*Provided passage*
______________________________

Thomas Joseph Finn (November 21, 1948 – June 27, 2020) was an American musician and DJ.  He was a founding member of the 1960s baroque pop group The Left Banke, on bass and vocals.

Early career

Finn was a founder member of The Left Banke in 1965, alongside Michael Brown, Steve Martin, George Cameron and Warren David-Schierhorst.   After initial success with the songs "Walk Away Renée" and "Pretty Ballerina", the group split up, though Finn was involved in later reformations of the band.

Later career
After the Left Banke disbanded, Finn went on to become an engineer at Bell Sound Studios, as well as working with jazz drummer Buddy Rich at Rich's night club Buddy's Place as stage manager and MC.

______________________________

*Collected material*
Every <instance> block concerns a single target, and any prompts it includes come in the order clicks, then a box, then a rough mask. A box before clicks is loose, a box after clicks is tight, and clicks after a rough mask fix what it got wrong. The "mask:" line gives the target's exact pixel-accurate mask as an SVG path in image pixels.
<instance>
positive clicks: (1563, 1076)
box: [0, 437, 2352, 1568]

______________________________

*Assigned task*
Reproduce the entire passage on Thomas Joseph Finn above, word for word.

*Solution*
Thomas Joseph Finn (November 21, 1948 – June 27, 2020) was an American musician and DJ.  He was a founding member of the 1960s baroque pop group The Left Banke, on bass and vocals.

Early career

Finn was a founder member of The Left Banke in 1965, alongside Michael Brown, Steve Martin, George Cameron and Warren David-Schierhorst.   After initial success with the songs "Walk Away Renée" and "Pretty Ballerina", the group split up, though Finn was involved in later reformations of the band.

Later career
After the Left Banke disbanded, Finn went on to become an engineer at Bell Sound Studios, as well as working with jazz drummer Buddy Rich at Rich's night club Buddy's Place as stage manager and MC.